Dans une certaine mesure la décision McGee c. Attorney General se présente comme une suite de l'affaire Ryan c. Attorney General, qui a posé les fondations du concept des droits de la personne « non énumérés » dans la Constitution. La décision McGee a construit sur ce concept de droits de la personne la reconnaissance, pour la première fois, du droit au respect de la vie privée du couple marié. Nous vivons aujourd'hui encore les répercussions de cette décision qui a finalement conduit à la mise en vente libre des contraceptifs pour la première fois en Irlande.

La requérante, une femme mariée mère de quatre enfants, avait été mise en garde quant aux risques graves pour sa santé d'un nouvelle grossesse, qui aurait mis sa vie en danger. Elle décida donc d'utiliser en tant que moyen contraceptif un diaphragme combiné à une gelée spermicide. Comme la gelée contraceptive n'était ni fabriquée ni disponible en Irlande, la requérante en passa commande au Royaume-Uni. Quand le colis contenant la gelée arriva en Irlande par voie postale, il fut saisi et confisqué par les autorités douanières. L'article 42 de la loi de 1976 portant consolidation en matière douanière, modifié par l'article 17 (3) de la loi de 1935 portant modification du droit pénal proscrivait l'importation de contraceptifs dans l'État. La requérante introduisit une action demandant à la High Court de déclarer que l'article 17 de la loi de 1935 était contraire aux dispositions de la Constitution en ce que, inter alia, il portait atteinte à son droit personnel au respect de la vie privée dans le mariage.

La High Court rejeta les prétentions de la requérante et décida, inter alia, que les droits de la personne mentionnés à l'article 40.3.1 5 n'incluaient pas un droit à la vie privée de la nature de celui qui était allégué par la requérante.

La requérante triompha devant la Cour suprême en obtenant une décision rendue à une majorité de quatre contre un. Trois des quatre opinions exprimées en faveur de la requérante allaient dans le sens d'une violation de son droit personnel au respect de la vie privée dans ses relations matrimoniales avec son mari, en contradiction avec l'article 40.3.1 de la Constitution, du fait de l'interdiction de l'importation des contraceptifs destinés à son usage personnel. La Cour n'a pas spécifiquement reconnu l'existence d'un droit général au respect de la vie privée, elle a au contraire fondé sa décision sur le motif selon lequel la relation entre époux méritait d'être protégée par un droit au respect de la vie privée dans le mariage découlant de la doctrine des droits « non énumérés ». Toutefois, cette décision a depuis lors servi de fondement à la reconnaissance d'un droit constitutionnel général au respect de la vie privée, semblable à celui qui est proclamé par la Convention européenne de sauvegarde des droits de l'homme et reconnu dans les systèmes juridiques de la plupart des pays démocratiques.

————————

_CONSIGNE:_
Recopiez l'extrait sur l'affaire McGee depuis « Dans une certaine » jusqu'à « fois en Irlande. », en changeant « couple marié » en « foyer ». Servez-vous uniquement de l'extrait.

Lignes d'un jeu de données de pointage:

————————

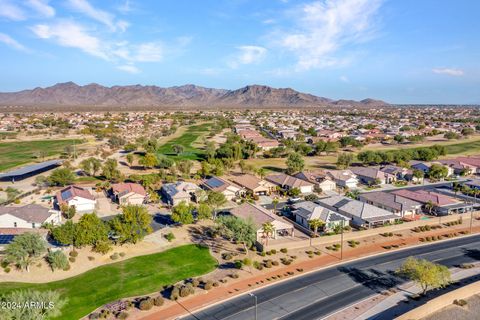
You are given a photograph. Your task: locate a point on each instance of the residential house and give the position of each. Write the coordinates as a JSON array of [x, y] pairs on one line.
[[287, 182], [373, 176], [30, 216], [306, 211], [253, 184], [229, 189], [361, 214], [343, 178], [319, 178], [129, 193], [74, 196], [404, 207], [435, 203], [179, 191], [260, 216]]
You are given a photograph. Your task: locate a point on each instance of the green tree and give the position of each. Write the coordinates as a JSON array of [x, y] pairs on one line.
[[315, 224], [178, 149], [25, 249], [344, 160], [110, 170], [52, 308], [183, 213], [268, 230], [130, 159], [57, 260], [132, 225], [204, 211], [216, 200], [295, 163], [426, 274], [240, 230], [65, 233], [150, 160], [185, 166], [61, 177]]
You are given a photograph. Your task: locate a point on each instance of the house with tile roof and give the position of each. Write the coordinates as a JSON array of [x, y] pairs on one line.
[[287, 182], [30, 216], [176, 192], [128, 193], [307, 210], [361, 214], [435, 203], [394, 203], [74, 196], [259, 216]]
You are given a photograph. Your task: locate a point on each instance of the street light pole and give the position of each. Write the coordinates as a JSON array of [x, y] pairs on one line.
[[341, 241], [254, 297]]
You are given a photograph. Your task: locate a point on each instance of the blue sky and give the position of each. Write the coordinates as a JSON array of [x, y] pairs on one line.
[[401, 51]]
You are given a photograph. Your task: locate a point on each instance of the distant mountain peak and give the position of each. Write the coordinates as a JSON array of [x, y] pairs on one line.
[[189, 95]]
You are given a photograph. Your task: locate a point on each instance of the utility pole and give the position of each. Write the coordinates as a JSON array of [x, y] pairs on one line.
[[255, 298], [341, 241]]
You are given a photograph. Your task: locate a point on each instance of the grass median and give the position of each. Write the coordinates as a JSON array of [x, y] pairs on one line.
[[136, 276]]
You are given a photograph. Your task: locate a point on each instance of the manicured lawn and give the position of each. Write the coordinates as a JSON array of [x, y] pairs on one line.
[[16, 153], [188, 140], [132, 277]]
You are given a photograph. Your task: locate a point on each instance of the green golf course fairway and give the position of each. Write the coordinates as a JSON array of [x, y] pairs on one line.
[[136, 276]]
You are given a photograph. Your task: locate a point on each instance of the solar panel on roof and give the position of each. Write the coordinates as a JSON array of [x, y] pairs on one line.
[[214, 182], [6, 239], [66, 194]]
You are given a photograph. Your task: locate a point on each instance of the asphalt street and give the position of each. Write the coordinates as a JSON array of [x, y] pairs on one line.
[[321, 293]]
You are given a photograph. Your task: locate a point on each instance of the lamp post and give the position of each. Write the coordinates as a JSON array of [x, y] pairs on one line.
[[255, 298]]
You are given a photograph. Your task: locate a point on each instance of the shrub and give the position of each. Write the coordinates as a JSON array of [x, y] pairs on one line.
[[158, 301], [460, 302], [195, 282], [227, 256], [146, 304], [102, 247], [208, 285], [175, 293], [170, 236]]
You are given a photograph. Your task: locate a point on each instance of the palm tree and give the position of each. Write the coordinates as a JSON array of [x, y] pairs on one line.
[[315, 224], [429, 206], [275, 203], [268, 230]]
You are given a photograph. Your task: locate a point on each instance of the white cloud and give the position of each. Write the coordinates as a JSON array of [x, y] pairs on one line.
[[9, 41], [11, 11], [247, 55], [148, 52], [449, 71], [70, 34], [129, 68], [42, 7], [322, 28], [99, 15]]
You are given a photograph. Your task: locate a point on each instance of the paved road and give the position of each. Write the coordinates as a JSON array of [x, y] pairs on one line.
[[318, 294]]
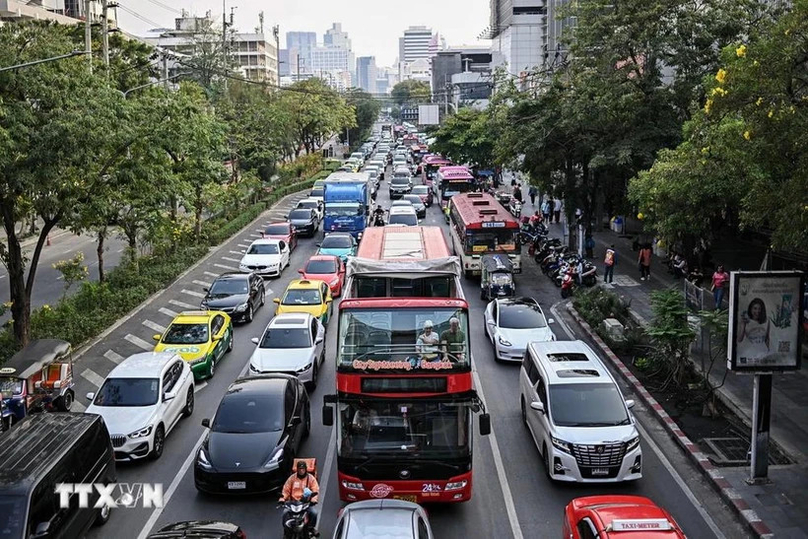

————————

_RÉPONSE RÉDIGÉE:_
Dans une certaine mesure la décision McGee c. Attorney General se présente comme une suite de l'affaire Ryan c. Attorney General, qui a posé les fondations du concept des droits de la personne « non énumérés » dans la Constitution. La décision McGee a construit sur ce concept de droits de la personne la reconnaissance, pour la première fois, du droit au respect de la vie privée du foyer. Nous vivons aujourd'hui encore les répercussions de cette décision qui a finalement conduit à la mise en vente libre des contraceptifs pour la première fois en Irlande.